List of tasks:
**a)** Transcribe everything in the "Blessings and Curses" text from "Anderson Cooper, a" down to "you this day.".
**b)** Go on with the "Blessings and Curses" text, starting after its last sentence.
---------- Text excerpt ----------
Blessings and Curses


I forced myself to watch. 

Anderson Cooper, a CNN news host, informed viewers that the video clip of the car attack was disturbing and those with children in the room should have them turn away, but my children weren’t in the room. I had no excuse. So I watched the car slam into the people and heard the people screaming, “Oh my God, Oh my God!” 

See, this day, I set before you blessing and curse: The blessing if you obey the commandments of the Lord your God, that I command you this day, and the curse if you don’t obey the commandments that God has given you, and turn from the path that I enjoin upon you this day. 

And yes, this is what it looks like. 

When murders, we see this curse on the tv screen – of people running and screaming, the blood, the picture of the victim, again and again. 

Reading further in the parasha, two words jump out at me. 

Lo Tigodedu: Do not gash yourself. 

This verse refers to the prohibition of cutting oneself as a sign of mourning. But the rabbis of the Talmud understood it more deeply. They understood that the word Titgodedu (to cut) could come from the root, Aleph, Gimmel, Daled, which means “to bind, meaning the formation of separate groups, sects, factions. So, they read the verse as a prohibition on dividing the community into different sects. [Yevamot 13b- 14a] 

And that’s what we’re witnessing in our country today. Again, and again, the story repeats. When certain groups bond together by cutting themselves off from others in the society – and tell themselves a story in which those other groups are to blame for all the woes in their lives and in the country, the bonding soon turns into gashing. The toxic rhetoric of blaming the other – Jews, blacks, immigrants, LGBT, Muslims, etc. – doesn’t stay as words for long. Soon, the gashing with words turns into actual gashing, and the blood flows from the wounds.
---------- Listed records ----------
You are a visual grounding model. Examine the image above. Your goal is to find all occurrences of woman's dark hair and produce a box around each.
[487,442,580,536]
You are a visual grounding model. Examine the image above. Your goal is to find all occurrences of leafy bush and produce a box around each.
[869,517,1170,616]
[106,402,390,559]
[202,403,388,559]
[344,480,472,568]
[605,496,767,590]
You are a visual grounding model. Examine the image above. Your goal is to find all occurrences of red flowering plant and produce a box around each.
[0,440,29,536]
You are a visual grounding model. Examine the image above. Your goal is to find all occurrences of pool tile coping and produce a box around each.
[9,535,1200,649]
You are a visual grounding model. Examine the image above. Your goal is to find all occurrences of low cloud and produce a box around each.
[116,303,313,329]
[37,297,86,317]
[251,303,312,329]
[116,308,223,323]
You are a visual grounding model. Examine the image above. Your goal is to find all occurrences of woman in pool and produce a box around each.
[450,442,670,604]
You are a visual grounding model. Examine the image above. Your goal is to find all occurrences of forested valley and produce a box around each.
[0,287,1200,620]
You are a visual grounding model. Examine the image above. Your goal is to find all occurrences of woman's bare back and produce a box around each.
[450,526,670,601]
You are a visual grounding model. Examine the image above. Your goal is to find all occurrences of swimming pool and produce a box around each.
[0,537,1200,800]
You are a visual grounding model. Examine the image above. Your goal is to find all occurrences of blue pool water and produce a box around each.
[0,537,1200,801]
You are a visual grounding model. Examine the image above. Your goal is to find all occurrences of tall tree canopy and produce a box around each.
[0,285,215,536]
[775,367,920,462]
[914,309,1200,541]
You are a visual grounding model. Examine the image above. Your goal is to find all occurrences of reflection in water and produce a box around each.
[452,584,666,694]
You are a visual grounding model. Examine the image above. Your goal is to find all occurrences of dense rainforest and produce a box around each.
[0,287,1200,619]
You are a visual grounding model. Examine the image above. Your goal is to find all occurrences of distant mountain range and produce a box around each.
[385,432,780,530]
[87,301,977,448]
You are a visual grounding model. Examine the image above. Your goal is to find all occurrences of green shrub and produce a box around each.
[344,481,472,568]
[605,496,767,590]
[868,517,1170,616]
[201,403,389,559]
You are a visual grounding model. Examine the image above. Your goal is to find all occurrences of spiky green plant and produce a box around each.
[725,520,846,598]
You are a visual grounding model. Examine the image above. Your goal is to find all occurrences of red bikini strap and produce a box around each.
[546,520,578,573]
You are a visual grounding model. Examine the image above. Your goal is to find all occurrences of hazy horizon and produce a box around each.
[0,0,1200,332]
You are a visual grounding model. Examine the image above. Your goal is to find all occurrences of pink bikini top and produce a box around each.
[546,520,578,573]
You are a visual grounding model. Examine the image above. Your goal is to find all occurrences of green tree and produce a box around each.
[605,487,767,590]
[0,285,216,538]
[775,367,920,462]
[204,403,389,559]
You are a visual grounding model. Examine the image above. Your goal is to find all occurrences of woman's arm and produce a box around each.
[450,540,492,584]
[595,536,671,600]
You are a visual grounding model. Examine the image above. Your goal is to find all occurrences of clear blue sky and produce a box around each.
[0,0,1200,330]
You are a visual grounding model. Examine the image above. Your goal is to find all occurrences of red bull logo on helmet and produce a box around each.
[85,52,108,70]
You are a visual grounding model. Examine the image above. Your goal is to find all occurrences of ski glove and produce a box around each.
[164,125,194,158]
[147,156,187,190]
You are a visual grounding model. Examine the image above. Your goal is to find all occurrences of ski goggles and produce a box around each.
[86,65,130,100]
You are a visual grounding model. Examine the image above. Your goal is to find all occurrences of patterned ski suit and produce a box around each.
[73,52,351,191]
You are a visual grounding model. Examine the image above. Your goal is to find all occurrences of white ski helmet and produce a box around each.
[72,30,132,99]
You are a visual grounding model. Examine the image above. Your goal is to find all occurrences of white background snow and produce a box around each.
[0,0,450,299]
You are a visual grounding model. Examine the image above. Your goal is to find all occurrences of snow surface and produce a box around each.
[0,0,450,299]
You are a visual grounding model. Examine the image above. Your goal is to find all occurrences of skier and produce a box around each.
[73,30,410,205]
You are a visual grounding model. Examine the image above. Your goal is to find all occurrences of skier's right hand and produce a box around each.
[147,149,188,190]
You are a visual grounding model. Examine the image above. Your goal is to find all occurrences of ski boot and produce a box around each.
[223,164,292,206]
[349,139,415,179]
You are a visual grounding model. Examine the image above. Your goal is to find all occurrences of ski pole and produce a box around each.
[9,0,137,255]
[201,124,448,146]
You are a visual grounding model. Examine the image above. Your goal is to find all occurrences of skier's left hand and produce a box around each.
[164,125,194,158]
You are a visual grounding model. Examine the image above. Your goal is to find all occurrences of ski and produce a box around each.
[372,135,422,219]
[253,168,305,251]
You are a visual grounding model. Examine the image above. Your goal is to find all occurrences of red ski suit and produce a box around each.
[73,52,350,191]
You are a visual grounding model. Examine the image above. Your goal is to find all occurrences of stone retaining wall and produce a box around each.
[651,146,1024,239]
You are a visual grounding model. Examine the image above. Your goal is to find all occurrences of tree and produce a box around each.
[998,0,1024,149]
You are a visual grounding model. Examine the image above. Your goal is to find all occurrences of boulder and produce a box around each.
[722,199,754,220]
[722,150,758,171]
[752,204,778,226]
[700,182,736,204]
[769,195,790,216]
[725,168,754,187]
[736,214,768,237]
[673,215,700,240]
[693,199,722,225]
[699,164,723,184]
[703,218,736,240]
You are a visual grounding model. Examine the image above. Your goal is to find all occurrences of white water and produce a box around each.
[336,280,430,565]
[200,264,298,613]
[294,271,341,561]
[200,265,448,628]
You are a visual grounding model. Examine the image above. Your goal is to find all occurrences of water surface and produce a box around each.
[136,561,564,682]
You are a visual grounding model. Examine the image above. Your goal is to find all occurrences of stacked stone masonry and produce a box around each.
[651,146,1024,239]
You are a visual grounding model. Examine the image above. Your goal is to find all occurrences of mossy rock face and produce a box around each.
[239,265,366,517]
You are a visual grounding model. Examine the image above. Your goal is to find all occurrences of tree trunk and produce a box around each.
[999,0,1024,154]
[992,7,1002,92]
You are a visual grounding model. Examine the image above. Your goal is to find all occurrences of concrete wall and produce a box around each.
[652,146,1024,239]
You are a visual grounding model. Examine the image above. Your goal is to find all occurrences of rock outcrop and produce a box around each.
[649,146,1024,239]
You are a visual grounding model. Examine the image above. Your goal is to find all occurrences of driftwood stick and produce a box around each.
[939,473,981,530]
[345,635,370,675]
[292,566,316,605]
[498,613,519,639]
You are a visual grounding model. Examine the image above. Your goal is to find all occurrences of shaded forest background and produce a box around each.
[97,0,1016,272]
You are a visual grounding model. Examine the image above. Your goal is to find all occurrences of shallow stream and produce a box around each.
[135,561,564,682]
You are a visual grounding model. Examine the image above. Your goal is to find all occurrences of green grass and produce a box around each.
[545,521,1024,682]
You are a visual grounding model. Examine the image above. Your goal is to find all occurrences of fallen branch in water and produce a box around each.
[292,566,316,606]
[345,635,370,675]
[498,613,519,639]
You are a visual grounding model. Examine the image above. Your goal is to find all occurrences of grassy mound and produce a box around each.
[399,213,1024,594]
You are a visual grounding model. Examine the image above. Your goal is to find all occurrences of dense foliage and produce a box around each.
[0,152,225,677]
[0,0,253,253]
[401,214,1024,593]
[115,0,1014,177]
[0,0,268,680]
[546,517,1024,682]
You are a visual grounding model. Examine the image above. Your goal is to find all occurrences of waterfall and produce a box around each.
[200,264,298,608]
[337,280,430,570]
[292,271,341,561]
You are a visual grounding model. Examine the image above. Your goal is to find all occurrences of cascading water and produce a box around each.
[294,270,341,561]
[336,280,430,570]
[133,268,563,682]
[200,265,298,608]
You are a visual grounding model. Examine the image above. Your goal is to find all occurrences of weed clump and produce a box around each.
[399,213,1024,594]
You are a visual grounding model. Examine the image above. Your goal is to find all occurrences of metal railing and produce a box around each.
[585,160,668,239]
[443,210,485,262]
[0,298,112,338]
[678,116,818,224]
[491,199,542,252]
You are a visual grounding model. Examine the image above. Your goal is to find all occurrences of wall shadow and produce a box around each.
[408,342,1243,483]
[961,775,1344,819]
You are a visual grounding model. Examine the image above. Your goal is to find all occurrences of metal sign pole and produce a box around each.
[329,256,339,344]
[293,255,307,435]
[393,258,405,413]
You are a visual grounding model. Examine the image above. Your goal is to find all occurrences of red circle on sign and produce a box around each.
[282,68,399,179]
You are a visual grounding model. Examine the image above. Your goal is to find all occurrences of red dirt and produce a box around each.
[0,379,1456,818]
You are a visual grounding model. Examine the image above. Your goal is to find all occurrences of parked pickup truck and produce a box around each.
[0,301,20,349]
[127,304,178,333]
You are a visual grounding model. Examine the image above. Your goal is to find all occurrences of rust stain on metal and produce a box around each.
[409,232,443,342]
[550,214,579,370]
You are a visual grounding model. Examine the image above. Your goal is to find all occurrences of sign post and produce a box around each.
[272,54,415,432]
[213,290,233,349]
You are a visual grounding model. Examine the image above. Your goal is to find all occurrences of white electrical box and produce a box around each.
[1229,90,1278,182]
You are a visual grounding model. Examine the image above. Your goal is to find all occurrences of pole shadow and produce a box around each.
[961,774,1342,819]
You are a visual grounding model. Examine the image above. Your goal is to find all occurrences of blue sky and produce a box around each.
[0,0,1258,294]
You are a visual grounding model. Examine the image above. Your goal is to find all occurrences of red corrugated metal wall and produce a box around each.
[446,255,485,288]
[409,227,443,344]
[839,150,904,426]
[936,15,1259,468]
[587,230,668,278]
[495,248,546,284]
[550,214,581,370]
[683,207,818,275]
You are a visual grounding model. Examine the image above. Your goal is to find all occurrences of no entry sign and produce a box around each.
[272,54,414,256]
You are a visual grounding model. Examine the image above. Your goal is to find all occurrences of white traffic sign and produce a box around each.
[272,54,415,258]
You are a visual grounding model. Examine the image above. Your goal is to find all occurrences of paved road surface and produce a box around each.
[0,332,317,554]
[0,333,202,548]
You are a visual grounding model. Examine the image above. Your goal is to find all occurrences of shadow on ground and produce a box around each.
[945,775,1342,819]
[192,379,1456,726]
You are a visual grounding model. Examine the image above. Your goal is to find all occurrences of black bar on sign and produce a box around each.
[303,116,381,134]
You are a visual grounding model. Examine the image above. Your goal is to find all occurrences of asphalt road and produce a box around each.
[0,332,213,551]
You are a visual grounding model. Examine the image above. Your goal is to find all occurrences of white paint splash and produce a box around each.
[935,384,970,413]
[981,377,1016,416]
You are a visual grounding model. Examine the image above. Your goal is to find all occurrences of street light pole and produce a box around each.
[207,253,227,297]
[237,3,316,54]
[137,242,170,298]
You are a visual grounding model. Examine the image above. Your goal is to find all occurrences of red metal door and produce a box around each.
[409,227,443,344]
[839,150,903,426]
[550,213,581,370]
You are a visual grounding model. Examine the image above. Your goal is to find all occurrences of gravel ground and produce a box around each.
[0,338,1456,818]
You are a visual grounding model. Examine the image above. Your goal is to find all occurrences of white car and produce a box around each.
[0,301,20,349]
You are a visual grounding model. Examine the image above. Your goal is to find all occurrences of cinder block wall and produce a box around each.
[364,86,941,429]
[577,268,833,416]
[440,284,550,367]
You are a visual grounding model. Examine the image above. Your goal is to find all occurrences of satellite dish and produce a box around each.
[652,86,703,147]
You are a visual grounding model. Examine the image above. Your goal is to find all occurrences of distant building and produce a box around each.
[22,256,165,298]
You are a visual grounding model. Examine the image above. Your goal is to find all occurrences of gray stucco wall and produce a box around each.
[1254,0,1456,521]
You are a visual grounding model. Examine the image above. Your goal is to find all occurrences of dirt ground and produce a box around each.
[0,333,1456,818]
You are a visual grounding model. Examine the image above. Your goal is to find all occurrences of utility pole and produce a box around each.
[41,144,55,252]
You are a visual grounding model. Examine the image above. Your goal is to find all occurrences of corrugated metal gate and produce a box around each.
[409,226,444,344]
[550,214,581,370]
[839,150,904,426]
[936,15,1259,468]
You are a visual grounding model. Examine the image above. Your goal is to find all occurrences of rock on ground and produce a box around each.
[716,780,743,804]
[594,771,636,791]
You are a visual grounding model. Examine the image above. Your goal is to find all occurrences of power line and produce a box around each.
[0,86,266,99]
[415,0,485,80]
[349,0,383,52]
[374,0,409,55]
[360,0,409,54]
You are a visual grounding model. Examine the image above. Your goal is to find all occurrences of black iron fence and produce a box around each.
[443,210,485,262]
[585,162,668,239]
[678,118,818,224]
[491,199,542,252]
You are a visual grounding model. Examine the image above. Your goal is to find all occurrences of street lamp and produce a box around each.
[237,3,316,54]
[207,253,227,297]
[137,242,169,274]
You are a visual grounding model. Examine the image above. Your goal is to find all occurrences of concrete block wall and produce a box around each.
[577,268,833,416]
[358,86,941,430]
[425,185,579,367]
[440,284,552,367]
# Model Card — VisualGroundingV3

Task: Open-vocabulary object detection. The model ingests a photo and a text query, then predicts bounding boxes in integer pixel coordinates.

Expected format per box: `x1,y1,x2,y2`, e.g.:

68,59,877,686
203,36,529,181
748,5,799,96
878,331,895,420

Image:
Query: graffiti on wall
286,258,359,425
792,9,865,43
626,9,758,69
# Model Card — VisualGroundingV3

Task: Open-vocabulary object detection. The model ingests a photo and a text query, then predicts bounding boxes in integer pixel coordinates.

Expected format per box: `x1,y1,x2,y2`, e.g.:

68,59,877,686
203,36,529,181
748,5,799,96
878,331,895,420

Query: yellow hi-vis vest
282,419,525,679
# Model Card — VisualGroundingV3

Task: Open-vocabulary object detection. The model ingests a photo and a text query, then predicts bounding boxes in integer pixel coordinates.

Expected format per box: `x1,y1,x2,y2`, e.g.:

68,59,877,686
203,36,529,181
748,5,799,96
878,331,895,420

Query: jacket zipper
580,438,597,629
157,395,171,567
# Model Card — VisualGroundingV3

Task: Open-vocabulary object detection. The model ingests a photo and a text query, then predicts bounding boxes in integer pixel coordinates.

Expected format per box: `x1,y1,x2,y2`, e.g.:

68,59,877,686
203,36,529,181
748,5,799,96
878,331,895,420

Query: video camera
----------
Answers to the tasks:
**a)**
Anderson Cooper, a CNN news host, informed viewers that the video clip of the car attack was disturbing and those with children in the room should have them turn away, but my children weren’t in the room. I had no excuse. So I watched the car slam into the people and heard the people screaming, “Oh my God, Oh my God!” 

See, this day, I set before you blessing and curse: The blessing if you obey the commandments of the Lord your God, that I command you this day, and the curse if you don’t obey the commandments that God has given you, and turn from the path that I enjoin upon you this day.

**b)**
In her latest book, The Blessing of a B Minus, Dr. Wendy Mogel refers to “Mean World Syndrome,a psychological condition whereby exposure to horrific images in the mass media leads one to be fearful and overprotective. Perhaps, we all have Mean World Syndrome nowadays. How could we not? It doesn’t take long to contract that disease. It only takes a moment to see the car plowing into the people and to become traumatized. 

So what do we do in this mean world of ours?  

We stand together on the mountain and proclaim the blessings. We scream from the rooftops the foundational ideas – that each person is created in the image of God, “endowed by their Creator with certain unalienable Rights that among these are Life, Liberty and the pursuit of Happiness. We call for an end for the gashing that strikes at the heart of our nation. We embrace life – as precarious as it is. And we hope that somehow, some way, despite all evidence to the contrary, that blessings will prevail.